**Texto proporcionado:**
· · ·
El Papa Francisco dijo recientemente que nos reencontraríamos con
los animales en la eternidad de Cristo y escribe una encíclica sobre
medio ambiente que animalistas y ecologistas esperan con interés, pues
la Iglesia lleva 2.000 años justificando la explotación de la naturaleza
y de los animales.
En gestos desesperanzados, como el abrazo de
Nietzsche al caballo de Turín, encontramos la semilla del único paraíso
que merece la pena construir, un mundo de convivencia entre todos los
animales
Días atrás, nos sorprendía la noticia, reproducida
en diversos medios de comunicación, de que el Papa Francisco le había
dicho a un niño que lloraba por su perro muerto: “ Un día volveremos a ver a nuestros animales en la eternidad de Cristo”. Y algunos autores, como el biólogo Marc Bekoff, ya han comenzado a reflexionar sobre tales palabras.
La cuestión de si los perros van o no van al cielo puede parecer un
asunto menor comparado con los profundos problemas que aborda la
teología, y, sin embargo, creo que es ahí donde el cristianismo se juega buena parte de su sentido.
Dado que el Papa está escribiendo una encíclica sobre medio ambiente,
animalistas y ecologistas han puesto sus esperanzas en que esa frase
signifique un cambio de rumbo en las ideas de la Iglesia. Si finalmente
el Papa evoca en esa encíclica los valores de Francisco de Asís y
muestra una mínima sensibilidad con la naturaleza, podemos predecir el
aluvión de elogios que le dedicarán medios de comunicación,
intelectuales, científicos, políticos y movimientos sociales. Sin
embargo, si al final se da el caso, a mí no me parece que los elogios
sean la respuesta más adecuada.
La Iglesia lleva dos mil años justificando ideológicamente la explotación de la naturaleza y los animales,
sin haber mostrado más que de forma muy excepcional un poco de
sensibilidad por los otros seres vivos, y ha destacado por su extrema
lentitud en aceptar descubrimientos científicos como la evolución de las
especies. Si después de este nefasto historial, ahora, cuando estamos
con el agua al cuello, con una crisis ecológica terrible, con más de 20.000 especies en peligro de extinción
y en medio de un cambio climático, si ahora de repente el Papa dice
algo así como “hay que respetar la naturaleza”, lo que se merece no es
precisamente un elogio. Felicitar al que se entera el último de algo tan
fundamental no parece muy educativo. Dado que la Iglesia tenía la
pretensión de guiar a la humanidad, que se haya quedado dormida durante
siglos en el vagón de cola no resulta admirable.
· · ·
**Material suministrado:**
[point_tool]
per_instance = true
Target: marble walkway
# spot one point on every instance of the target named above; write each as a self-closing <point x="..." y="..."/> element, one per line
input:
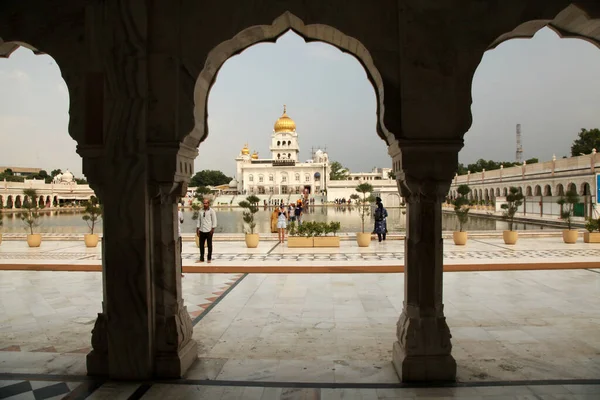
<point x="516" y="335"/>
<point x="480" y="253"/>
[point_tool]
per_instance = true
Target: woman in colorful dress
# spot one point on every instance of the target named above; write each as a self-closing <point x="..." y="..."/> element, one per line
<point x="282" y="218"/>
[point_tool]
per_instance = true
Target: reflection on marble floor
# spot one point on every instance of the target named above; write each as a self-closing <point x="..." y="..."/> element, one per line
<point x="519" y="325"/>
<point x="54" y="312"/>
<point x="340" y="328"/>
<point x="15" y="389"/>
<point x="269" y="253"/>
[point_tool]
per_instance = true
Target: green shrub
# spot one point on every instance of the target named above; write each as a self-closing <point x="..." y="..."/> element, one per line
<point x="513" y="201"/>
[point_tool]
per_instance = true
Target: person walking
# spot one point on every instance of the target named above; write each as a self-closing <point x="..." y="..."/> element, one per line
<point x="292" y="212"/>
<point x="205" y="228"/>
<point x="380" y="219"/>
<point x="282" y="223"/>
<point x="298" y="213"/>
<point x="274" y="216"/>
<point x="180" y="220"/>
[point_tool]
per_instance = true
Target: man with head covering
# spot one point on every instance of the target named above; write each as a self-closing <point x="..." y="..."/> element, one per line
<point x="380" y="216"/>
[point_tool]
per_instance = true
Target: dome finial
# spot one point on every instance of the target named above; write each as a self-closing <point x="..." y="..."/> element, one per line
<point x="284" y="123"/>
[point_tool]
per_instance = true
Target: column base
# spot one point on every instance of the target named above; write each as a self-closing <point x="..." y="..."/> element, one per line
<point x="176" y="365"/>
<point x="432" y="368"/>
<point x="96" y="364"/>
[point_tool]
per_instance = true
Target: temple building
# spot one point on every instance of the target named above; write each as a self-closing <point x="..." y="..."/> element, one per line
<point x="283" y="172"/>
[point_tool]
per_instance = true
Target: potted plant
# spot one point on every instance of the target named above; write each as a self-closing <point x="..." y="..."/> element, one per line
<point x="324" y="228"/>
<point x="301" y="235"/>
<point x="31" y="216"/>
<point x="514" y="200"/>
<point x="364" y="208"/>
<point x="1" y="216"/>
<point x="250" y="206"/>
<point x="567" y="205"/>
<point x="590" y="236"/>
<point x="197" y="206"/>
<point x="91" y="214"/>
<point x="461" y="209"/>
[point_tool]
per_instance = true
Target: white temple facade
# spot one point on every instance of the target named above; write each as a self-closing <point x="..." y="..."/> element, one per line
<point x="283" y="172"/>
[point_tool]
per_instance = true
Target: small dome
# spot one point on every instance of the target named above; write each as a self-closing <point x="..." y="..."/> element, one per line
<point x="67" y="177"/>
<point x="284" y="123"/>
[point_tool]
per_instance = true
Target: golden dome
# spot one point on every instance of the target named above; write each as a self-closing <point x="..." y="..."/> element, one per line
<point x="284" y="123"/>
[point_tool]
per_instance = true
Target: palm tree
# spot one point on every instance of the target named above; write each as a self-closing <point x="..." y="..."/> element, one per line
<point x="364" y="206"/>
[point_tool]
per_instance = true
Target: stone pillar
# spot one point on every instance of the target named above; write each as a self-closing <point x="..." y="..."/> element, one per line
<point x="423" y="349"/>
<point x="175" y="348"/>
<point x="123" y="335"/>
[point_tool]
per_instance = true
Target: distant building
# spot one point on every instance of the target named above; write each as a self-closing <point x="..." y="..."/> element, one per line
<point x="20" y="171"/>
<point x="283" y="173"/>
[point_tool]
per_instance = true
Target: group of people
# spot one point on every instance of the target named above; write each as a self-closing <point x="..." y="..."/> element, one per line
<point x="282" y="215"/>
<point x="207" y="222"/>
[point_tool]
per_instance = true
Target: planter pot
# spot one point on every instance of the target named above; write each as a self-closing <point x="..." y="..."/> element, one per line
<point x="460" y="238"/>
<point x="34" y="240"/>
<point x="363" y="239"/>
<point x="591" y="237"/>
<point x="326" y="241"/>
<point x="570" y="236"/>
<point x="251" y="240"/>
<point x="510" y="237"/>
<point x="300" y="241"/>
<point x="91" y="240"/>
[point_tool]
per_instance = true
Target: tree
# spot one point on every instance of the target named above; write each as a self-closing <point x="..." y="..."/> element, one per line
<point x="588" y="140"/>
<point x="337" y="171"/>
<point x="202" y="190"/>
<point x="461" y="204"/>
<point x="250" y="206"/>
<point x="514" y="200"/>
<point x="209" y="177"/>
<point x="31" y="214"/>
<point x="364" y="205"/>
<point x="92" y="213"/>
<point x="567" y="205"/>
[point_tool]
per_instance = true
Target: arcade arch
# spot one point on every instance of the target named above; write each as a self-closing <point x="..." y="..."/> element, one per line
<point x="445" y="72"/>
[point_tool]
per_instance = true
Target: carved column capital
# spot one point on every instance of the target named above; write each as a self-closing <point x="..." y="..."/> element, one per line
<point x="166" y="192"/>
<point x="427" y="190"/>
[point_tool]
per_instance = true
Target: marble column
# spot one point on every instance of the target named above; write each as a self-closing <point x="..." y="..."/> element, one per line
<point x="123" y="337"/>
<point x="175" y="348"/>
<point x="423" y="349"/>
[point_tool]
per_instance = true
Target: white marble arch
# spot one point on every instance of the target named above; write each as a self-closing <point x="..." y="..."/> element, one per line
· · ·
**Requisitos:**
A. Según el texto sobre el papa Francisco y los animales, ¿quiénes le dedicarían elogios al papa si su encíclica mostrara sensibilidad con la naturaleza? Enumérelos todos.
B. Prosiga el texto sobre el papa Francisco y los animales a partir de su última oración, con el mismo tono y registro.

**Respuestas esperadas:**
A.
- Medios de comunicación
- Intelectuales
- Científicos
- Políticos
- Movimientos sociales

B.
Durante mi infancia y adolescencia, me eduqué en un colegio religioso.
En él viví muy buenas experiencias y otras no tan buenas, pero recuerdo
sobre todo un momento que fue absolutamente revelador. Yo asistía a
clase de religión con curiosidad, porque parecía el espacio adecuado
donde reflexionar sobre esas preguntas últimas que todos nos hacemos, y
que en la adolescencia se nos plantean con fuerza: qué hacemos aquí,
cuál es el sentido de la vida. Pero un buen día, con doce o trece años,
mientras el profesor de religión nos hablaba de la vida eterna, de
repente se me ocurrió una cuestión, así que levanté la mano y pregunté:
“¿Los animales también van al cielo?”. La respuesta del profesor de
religión fue: “No, porque los animales no tienen alma”. Desde aquel día,
para mí, la posibilidad de ir al cielo perdió todo su interés.
El cristianismo nos pide que cumplamos una serie de normas resumidas en
los diez mandamientos. Esas normas tienen que ver con la fe, con la
conducta sexual y con la ética. Si las cumplimos, el premio es la vida
eterna en el cielo. Ahora bien, en ese cielo, según se nos ha enseñado,
no habrá animales, ni plantas, ni montañas, ni ríos, ni bosques, ni
selvas, ni playas, ni puestas de sol, ni estrellas en el firmamento
nocturno. Si ése es el premio, por mí ya se lo pueden quedar. La idea de
pasarme la eternidad sin que haya gatos ronroneando a los que
acariciar, ni perros con los que correr por el campo, ni mirlos cantando
después de la lluvia, ni libélulas de colores, ni zumbidos de abejas,
ni saltamontes, ni lobos recorriendo los bosques, ni linces al
atardecer, ni salmones remontando los ríos para desovar, ni ballenas
comunicándose entre sí a kilómetros de distancia, ni vacas amamantando a
sus crías, ni ranas croando en el estanque, ni águilas aprendiendo a
volar, ni bonobos educando a sus hijos, ni lagartijas al sol, ni jabalís
jugando en la playa… me parece más el infierno que el paraíso.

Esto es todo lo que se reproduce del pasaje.